EXERCISE TEXT:
*** Block opens ***
International career
- Years: Team / Apps / (Points)
- 2021–: South Africa / 26 / (5)
- Correct as of 14 September 2025

National sevens team
- Years: Team /  / Comps
- 2019–: South Africa /  / 19 (5 pts)

= Catha Jacobs =

South African rugby union and sevens player

Catha Jacobs (born 2 June 1998) is a South African international rugby union and international rugby sevens player playing in the positions of second row, flanker and center flanker in XV.

== Biography ==

Catharina Jacobs was born on 2 June 1998. She tried rugby with the boys at primary school, but the headmaster explained to her that it was not allowed by the rules. She did not touch a rugby ball for years. She then practiced rowing up to the professional level.

It was at the University of Johannesburg that she reconnected with rugby sevens. She was quickly detected, but the COVID-19 pandemic put a stop to everything. When sports activities resumed, she decided to try rugby union.
*** Block closes ***
PROMPT: Copy the part of the Catha Jacobs text that begins at the words "Catha Jacobs (born" and ends after the words "flanker in XV.".

PROVIDED DATA:
*** Block opens ***
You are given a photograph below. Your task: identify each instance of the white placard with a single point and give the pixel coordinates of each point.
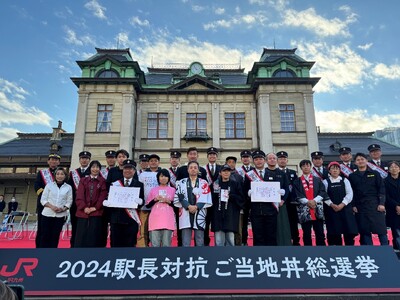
*** Block closes ***
OUTPUT FOR THIS TASK:
Catha Jacobs (born 2 June 1998) is a South African international rugby union and international rugby sevens player playing in the positions of second row, flanker and center flanker in XV.